Supplied text
WAEMU: IMF Executive Board Concludes 2007 Consultation with West African Economic and Monetary Union (WAEMU)

May 18, 2007

Public Information Notices (PINs) form part of the IMF's efforts to promote transparency of the IMF's views and analysis of economic developments and policies. With the consent of the country (or countries) concerned, PINs are issued after Executive Board discussions of Article IV consultations with member countries, of its surveillance of developments at the regional level, of post-program monitoring, and of ex post assessments of member countries with longer-term program engagements. PINs are also issued after Executive Board discussions of general policy matters, unless otherwise decided by the Executive Board in a particular case.

Public Information Notice (PIN) No. 07/55
May 18, 2007

On April, 20, 2007, the Executive Board of the International Monetary Fund (IMF) concluded its annual consultation with the member countries of the West African Economic and Monetary Union (WAEMU) member countries.1

Background

In 2006, the overall economic situation in the WAEMU was challenging. Average regional growth declined to 3.4 percent, although it remained positive in per capita terms. Country-specific macroeconomic differences persist, and in 2006 some member countries suffered from external shocks and domestic pressures. Economic performance was affected by continued low growth in Côte d'Ivoire, the region's largest economy, which is still concerned with political difficulties, and by a significant decline in growth in Senegal, where output in several economic sectors contracted as a result of disruptions in key industries and utilities.

Fiscal balances deteriorated in most WAEMU countries despite lower interest payments resulting from the Multilateral Debt Relief Initiative (MDRI) and better revenue performance. Overall there was little progress&8212;and in some cases even regress—in macroeconomic convergence among member countries. All countries missed the fiscal convergence criterion of a non-negative basic fiscal balance—most by a significant margin. Only about half their additional spending can be accounted for by increased support for Millennium Development Goals (MDGs)-related policies; the rest relates to energy subsidies and outlays for the 2007 elections in six of the eight countries.

Dataset rows
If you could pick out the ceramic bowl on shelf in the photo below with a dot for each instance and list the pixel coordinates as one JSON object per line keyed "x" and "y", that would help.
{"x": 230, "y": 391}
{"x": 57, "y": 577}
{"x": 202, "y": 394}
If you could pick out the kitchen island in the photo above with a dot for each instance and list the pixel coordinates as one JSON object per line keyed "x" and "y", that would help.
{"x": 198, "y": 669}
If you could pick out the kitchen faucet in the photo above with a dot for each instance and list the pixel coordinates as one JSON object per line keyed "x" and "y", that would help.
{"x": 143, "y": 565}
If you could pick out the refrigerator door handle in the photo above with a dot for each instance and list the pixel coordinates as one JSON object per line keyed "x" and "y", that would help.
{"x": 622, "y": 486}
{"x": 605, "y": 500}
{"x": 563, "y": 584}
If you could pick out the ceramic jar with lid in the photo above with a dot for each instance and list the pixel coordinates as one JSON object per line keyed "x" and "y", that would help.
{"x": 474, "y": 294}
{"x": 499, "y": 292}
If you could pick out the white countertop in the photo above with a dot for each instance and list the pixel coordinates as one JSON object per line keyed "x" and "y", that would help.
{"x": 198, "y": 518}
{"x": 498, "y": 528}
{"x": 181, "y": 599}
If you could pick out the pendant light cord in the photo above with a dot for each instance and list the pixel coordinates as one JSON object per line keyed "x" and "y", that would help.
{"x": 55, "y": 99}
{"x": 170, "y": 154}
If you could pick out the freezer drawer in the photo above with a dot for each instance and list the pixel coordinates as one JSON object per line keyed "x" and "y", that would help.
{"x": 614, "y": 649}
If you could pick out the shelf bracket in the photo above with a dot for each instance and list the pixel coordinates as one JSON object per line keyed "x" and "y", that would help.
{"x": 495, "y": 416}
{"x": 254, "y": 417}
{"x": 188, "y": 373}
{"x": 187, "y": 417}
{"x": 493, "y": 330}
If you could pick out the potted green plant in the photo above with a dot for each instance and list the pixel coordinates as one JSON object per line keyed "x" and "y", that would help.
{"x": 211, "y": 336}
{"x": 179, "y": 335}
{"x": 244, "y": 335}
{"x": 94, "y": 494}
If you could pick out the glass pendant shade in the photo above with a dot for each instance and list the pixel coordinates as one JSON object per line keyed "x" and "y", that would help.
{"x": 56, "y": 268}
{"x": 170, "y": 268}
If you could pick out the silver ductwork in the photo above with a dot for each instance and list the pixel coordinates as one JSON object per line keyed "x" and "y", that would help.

The tasks
A. Answer these questions from the WAEMU notice, each on its own line:
(i) On what date did the IMF Executive Board conclude its consultation with the WAEMU member countries?
(ii) To what figure did average regional growth decline in 2006?
(iii) Which fiscal convergence criterion did all countries miss?
B. Summarize the WAEMU notice in two sentences.

Task-by-task answers
A.
(i) April 20, 2007
(ii) 3.4 percent
(iii) A non-negative basic fiscal balance

B. After concluding its annual consultation with the WAEMU member countries on April 20, 2007, the IMF Executive Board described 2006 as a challenging year in which average regional growth fell to 3.4 percent, weighed down by continued low growth in Côte d'Ivoire and a significant decline in Senegal. Fiscal balances deteriorated in most member countries, all of which missed the fiscal convergence criterion, and only about half of the added spending went to MDG-related policies, with the rest going to energy subsidies and outlays for the 2007 elections.